### What is expected
How many of the lines below contain the word "tricolor"? Reply with the number alone.
--- Start of Material provided ---
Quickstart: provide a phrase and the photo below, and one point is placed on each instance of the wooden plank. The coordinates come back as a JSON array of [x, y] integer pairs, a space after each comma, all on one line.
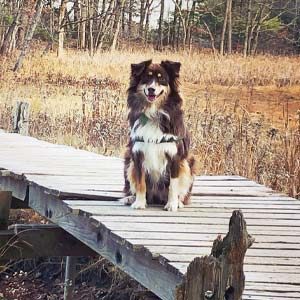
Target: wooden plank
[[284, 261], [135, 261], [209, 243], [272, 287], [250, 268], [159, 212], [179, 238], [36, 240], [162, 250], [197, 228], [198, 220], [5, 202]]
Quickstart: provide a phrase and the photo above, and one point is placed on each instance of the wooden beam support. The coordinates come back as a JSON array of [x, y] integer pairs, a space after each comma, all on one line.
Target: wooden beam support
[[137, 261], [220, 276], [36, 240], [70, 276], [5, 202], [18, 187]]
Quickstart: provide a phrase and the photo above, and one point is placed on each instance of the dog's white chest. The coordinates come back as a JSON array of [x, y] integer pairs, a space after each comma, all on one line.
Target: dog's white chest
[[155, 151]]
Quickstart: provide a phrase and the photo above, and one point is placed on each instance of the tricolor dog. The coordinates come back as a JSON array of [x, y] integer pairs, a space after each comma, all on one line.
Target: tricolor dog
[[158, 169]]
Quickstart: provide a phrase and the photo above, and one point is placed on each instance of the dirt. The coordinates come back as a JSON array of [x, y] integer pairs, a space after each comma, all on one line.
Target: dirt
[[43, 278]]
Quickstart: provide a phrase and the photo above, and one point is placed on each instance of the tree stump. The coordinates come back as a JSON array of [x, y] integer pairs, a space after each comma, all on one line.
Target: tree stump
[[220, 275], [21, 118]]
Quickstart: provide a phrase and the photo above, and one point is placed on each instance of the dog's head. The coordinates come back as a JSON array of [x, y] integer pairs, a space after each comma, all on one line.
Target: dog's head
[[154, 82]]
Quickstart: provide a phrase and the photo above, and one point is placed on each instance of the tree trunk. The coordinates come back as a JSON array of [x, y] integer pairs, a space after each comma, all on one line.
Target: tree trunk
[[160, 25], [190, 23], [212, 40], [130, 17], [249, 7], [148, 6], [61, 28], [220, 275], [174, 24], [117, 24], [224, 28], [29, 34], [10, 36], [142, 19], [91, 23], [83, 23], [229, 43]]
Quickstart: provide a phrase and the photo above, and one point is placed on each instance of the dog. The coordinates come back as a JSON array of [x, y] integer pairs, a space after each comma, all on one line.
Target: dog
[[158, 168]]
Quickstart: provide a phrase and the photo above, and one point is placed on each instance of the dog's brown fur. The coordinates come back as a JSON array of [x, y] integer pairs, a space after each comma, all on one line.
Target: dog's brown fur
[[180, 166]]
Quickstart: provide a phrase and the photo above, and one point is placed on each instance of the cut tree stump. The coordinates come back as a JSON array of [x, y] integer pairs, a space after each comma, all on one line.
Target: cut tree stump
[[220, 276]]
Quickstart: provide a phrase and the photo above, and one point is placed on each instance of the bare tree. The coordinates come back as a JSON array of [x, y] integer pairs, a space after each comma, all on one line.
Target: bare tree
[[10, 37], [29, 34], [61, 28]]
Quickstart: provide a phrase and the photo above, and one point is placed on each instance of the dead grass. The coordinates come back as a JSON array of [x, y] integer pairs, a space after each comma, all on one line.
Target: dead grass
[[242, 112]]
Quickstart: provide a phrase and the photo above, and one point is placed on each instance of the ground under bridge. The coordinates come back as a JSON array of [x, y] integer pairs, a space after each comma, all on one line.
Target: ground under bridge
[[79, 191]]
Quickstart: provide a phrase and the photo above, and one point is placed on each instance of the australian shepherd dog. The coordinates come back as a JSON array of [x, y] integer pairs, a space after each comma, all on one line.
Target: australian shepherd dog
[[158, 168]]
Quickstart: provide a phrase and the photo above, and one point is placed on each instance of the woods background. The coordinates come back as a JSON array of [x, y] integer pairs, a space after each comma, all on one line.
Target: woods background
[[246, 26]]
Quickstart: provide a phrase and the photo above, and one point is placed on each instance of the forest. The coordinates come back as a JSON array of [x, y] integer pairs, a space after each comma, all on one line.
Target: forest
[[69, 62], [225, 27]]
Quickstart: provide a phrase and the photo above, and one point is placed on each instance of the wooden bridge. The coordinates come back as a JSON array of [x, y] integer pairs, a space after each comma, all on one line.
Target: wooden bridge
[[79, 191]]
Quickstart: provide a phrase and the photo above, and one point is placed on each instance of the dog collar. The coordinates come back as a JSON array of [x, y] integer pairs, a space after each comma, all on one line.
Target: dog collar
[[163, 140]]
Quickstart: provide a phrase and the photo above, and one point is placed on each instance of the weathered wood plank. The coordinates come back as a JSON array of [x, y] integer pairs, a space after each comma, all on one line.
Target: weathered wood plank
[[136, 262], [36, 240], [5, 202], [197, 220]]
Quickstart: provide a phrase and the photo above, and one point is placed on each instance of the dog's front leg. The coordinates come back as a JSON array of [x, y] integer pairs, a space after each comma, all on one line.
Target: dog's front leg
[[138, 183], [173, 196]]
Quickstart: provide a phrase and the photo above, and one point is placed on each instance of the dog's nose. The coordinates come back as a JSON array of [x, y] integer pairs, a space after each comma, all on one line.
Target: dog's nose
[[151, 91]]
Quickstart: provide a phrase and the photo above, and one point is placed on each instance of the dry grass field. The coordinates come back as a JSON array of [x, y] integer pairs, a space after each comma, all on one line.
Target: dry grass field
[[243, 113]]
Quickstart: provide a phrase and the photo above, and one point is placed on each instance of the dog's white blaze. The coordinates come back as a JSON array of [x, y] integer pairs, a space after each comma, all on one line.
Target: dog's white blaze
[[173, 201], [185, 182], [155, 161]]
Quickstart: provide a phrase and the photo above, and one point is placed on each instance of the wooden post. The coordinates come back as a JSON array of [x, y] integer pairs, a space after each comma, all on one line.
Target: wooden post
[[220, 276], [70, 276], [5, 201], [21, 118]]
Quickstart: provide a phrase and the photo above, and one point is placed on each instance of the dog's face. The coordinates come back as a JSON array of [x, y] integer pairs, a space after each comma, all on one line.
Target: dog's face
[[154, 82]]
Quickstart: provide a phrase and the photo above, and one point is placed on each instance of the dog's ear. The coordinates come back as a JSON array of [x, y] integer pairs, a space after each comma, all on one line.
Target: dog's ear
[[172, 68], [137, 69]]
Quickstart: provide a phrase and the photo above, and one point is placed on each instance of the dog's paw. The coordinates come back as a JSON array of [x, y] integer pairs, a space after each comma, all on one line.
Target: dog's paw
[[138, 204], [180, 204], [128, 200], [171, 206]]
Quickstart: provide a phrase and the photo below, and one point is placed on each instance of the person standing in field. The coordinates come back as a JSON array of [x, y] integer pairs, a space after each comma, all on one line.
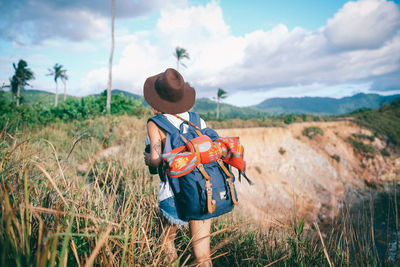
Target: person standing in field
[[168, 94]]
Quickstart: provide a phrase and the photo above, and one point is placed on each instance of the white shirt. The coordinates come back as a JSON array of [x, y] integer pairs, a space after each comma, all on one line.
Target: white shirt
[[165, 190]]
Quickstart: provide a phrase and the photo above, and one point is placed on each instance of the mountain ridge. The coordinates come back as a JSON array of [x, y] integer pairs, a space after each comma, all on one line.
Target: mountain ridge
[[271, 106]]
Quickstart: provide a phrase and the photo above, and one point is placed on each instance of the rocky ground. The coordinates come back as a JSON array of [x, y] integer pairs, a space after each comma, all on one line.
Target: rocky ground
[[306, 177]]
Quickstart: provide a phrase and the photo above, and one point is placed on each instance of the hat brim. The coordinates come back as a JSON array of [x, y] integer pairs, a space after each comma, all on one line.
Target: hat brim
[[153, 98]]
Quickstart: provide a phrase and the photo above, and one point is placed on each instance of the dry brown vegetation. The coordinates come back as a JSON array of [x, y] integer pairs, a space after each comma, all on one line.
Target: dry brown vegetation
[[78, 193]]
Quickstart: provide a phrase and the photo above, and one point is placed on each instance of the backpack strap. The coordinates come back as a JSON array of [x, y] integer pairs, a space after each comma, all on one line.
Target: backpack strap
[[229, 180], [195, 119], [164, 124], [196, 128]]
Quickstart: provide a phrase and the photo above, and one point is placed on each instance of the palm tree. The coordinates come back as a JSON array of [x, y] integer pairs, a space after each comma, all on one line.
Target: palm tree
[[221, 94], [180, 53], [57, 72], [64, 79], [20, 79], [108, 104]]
--- End of Material provided ---
--- Start of Material provided ---
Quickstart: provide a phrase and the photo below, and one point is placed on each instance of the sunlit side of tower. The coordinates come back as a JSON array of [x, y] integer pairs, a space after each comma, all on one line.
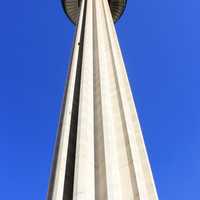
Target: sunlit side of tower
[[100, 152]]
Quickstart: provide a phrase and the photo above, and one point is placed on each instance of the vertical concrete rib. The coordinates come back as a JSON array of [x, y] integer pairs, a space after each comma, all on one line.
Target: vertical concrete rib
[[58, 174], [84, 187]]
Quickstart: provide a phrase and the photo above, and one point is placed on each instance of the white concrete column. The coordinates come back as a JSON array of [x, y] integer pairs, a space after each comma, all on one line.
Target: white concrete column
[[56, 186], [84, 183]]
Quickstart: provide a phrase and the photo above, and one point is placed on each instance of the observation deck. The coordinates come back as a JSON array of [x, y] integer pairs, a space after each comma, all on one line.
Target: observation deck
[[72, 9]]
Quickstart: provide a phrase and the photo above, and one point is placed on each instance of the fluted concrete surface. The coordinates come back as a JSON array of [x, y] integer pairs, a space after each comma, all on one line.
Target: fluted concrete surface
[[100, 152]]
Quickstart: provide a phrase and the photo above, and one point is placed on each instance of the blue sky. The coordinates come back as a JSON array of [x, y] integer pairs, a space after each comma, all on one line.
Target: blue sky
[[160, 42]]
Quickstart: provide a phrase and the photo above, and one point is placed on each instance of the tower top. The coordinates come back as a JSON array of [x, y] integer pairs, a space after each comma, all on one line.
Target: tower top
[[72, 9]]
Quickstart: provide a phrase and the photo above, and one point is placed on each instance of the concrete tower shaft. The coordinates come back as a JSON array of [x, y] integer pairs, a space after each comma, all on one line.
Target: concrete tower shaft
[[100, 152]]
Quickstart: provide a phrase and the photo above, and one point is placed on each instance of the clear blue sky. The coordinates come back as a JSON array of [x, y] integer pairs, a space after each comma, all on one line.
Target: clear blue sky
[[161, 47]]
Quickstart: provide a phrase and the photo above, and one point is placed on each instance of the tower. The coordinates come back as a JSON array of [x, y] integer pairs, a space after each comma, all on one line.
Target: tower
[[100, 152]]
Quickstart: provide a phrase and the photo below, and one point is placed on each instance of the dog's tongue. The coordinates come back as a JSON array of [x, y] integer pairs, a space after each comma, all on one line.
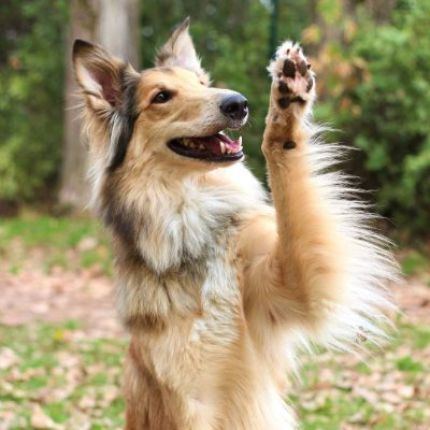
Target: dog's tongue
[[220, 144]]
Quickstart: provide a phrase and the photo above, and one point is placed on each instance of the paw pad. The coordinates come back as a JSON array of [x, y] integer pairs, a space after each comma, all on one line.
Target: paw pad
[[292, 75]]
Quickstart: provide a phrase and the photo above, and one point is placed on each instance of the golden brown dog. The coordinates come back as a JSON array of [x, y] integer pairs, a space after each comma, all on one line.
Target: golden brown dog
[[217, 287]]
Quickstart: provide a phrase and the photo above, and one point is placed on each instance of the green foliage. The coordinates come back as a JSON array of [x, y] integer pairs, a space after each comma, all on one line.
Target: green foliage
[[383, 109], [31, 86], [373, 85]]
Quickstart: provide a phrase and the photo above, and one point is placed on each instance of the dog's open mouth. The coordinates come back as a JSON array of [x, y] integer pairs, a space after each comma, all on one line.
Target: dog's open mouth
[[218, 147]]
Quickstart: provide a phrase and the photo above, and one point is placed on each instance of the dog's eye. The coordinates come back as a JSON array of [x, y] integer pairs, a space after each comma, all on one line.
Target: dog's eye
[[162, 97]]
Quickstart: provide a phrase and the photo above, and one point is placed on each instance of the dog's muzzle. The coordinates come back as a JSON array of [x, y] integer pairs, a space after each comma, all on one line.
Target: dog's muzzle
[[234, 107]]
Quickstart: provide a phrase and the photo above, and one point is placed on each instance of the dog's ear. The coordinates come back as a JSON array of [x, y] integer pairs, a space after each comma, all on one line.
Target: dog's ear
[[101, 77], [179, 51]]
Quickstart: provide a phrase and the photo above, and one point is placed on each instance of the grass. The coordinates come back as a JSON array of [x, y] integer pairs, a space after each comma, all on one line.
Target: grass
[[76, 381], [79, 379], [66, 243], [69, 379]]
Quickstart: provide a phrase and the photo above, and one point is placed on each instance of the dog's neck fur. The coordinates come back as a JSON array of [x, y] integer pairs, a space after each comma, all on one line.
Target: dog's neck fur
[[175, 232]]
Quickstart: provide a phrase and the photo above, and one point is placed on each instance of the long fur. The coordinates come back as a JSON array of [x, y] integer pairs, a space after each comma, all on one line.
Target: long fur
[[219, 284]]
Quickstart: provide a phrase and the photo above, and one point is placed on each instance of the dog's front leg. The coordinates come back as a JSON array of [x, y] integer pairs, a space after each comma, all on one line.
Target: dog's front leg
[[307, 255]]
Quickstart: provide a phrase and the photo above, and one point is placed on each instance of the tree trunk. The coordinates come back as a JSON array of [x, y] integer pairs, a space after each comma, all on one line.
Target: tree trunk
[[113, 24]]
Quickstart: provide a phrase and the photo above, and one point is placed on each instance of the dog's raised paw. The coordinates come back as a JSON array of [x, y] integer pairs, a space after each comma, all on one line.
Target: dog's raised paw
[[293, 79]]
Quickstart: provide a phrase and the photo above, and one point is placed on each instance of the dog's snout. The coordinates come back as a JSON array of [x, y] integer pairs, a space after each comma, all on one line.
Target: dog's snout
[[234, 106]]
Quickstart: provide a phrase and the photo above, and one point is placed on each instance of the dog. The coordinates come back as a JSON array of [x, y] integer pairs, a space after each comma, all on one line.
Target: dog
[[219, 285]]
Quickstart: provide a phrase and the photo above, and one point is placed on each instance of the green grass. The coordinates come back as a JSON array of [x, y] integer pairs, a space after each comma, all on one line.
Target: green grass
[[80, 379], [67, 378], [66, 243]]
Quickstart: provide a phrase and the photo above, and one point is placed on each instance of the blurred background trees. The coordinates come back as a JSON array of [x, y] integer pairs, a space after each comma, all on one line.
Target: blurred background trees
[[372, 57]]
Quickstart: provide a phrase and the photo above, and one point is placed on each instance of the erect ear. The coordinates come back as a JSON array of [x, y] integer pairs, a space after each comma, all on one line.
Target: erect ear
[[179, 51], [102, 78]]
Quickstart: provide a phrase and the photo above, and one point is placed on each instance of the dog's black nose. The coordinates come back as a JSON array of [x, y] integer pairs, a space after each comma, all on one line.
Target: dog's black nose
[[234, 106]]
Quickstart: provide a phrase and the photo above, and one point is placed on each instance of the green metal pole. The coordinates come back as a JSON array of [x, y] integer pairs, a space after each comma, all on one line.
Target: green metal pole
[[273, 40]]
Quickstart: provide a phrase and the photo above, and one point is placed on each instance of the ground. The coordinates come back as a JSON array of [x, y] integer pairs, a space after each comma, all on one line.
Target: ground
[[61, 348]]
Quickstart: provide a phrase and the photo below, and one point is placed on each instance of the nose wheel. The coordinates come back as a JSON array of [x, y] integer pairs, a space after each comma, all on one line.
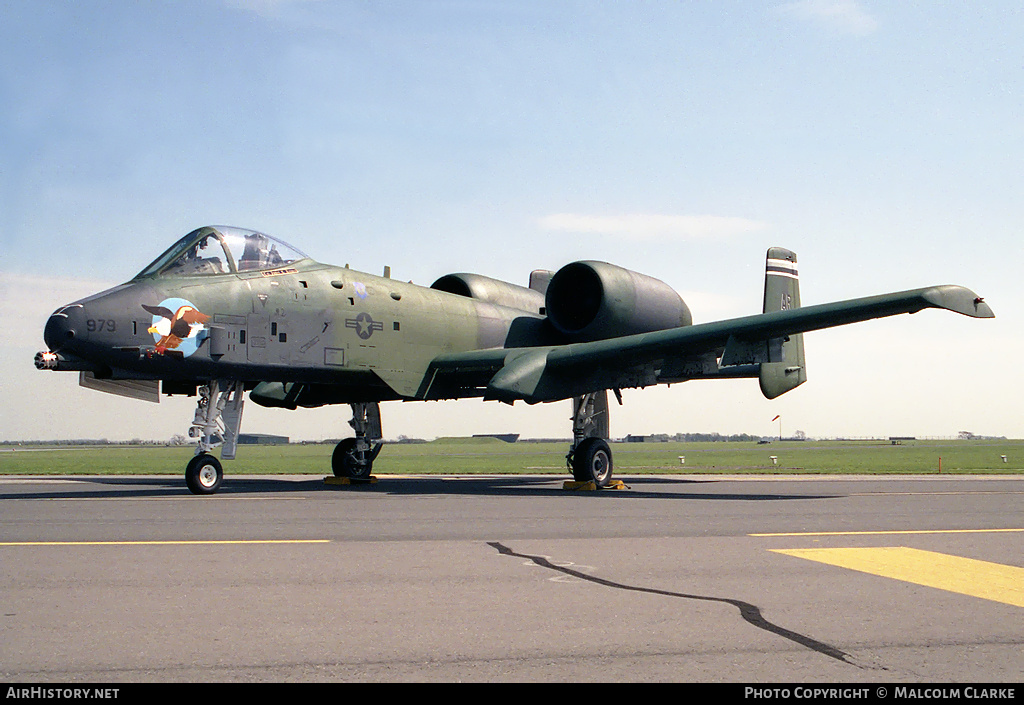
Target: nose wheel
--- End of Material provided ---
--- Start of Material provided ---
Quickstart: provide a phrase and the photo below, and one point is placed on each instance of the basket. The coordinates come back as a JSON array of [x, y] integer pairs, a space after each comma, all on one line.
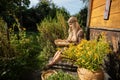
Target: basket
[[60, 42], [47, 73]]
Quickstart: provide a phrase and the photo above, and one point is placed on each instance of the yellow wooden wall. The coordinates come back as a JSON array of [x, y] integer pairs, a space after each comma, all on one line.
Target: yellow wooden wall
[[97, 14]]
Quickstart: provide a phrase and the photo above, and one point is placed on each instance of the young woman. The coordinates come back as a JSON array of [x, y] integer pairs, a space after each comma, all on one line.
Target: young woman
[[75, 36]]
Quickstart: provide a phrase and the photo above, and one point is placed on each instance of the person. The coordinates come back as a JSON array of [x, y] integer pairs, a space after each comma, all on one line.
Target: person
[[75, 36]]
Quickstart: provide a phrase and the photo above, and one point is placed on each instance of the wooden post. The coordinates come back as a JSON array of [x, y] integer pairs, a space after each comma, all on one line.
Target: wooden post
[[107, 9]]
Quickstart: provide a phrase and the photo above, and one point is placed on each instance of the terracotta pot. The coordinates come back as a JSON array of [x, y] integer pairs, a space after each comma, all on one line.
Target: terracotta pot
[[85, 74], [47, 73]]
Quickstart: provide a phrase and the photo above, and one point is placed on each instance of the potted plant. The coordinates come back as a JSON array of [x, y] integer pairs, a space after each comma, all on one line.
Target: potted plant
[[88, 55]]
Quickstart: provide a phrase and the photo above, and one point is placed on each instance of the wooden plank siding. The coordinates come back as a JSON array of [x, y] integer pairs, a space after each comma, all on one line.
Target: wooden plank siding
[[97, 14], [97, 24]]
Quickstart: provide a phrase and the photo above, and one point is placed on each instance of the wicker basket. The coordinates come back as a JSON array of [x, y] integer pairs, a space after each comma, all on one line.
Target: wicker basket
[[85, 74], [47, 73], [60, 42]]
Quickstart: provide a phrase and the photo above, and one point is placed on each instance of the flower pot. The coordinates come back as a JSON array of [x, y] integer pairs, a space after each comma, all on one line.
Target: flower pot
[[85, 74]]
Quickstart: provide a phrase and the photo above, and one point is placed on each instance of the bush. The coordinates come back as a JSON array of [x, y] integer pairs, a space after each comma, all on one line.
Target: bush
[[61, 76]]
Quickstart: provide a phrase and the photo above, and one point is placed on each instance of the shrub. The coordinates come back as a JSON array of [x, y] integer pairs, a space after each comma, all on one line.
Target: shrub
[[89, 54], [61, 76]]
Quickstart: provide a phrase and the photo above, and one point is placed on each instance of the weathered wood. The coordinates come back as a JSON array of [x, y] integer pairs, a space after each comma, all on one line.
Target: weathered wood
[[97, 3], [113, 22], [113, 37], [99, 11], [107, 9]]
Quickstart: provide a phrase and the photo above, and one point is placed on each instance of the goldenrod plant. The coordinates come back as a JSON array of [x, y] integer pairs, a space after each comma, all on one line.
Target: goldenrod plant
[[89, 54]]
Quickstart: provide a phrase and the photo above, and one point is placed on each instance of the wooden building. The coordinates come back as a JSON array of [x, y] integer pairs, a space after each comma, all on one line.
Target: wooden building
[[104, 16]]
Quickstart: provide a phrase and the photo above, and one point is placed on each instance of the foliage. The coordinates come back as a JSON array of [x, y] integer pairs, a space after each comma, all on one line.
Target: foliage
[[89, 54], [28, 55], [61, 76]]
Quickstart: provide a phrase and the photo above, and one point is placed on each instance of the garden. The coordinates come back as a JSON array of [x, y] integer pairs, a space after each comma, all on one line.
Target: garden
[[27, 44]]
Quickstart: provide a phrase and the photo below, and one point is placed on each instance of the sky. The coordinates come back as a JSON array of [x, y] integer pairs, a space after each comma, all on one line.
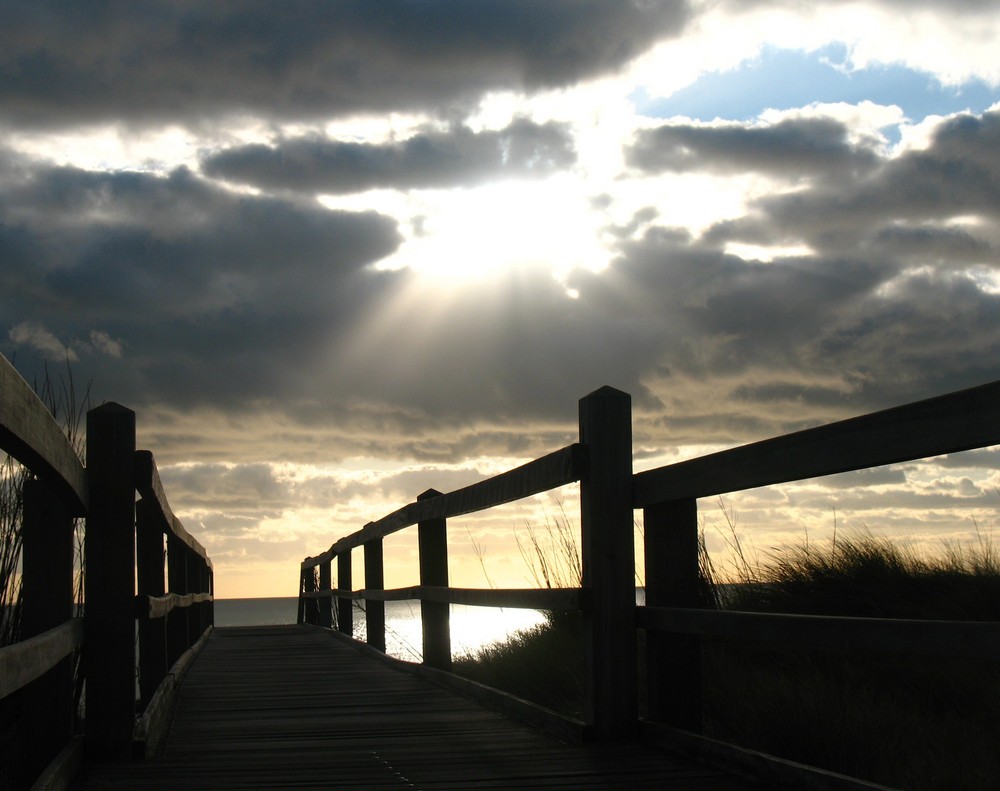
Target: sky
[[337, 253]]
--- End of Material provided ---
### Task answer
2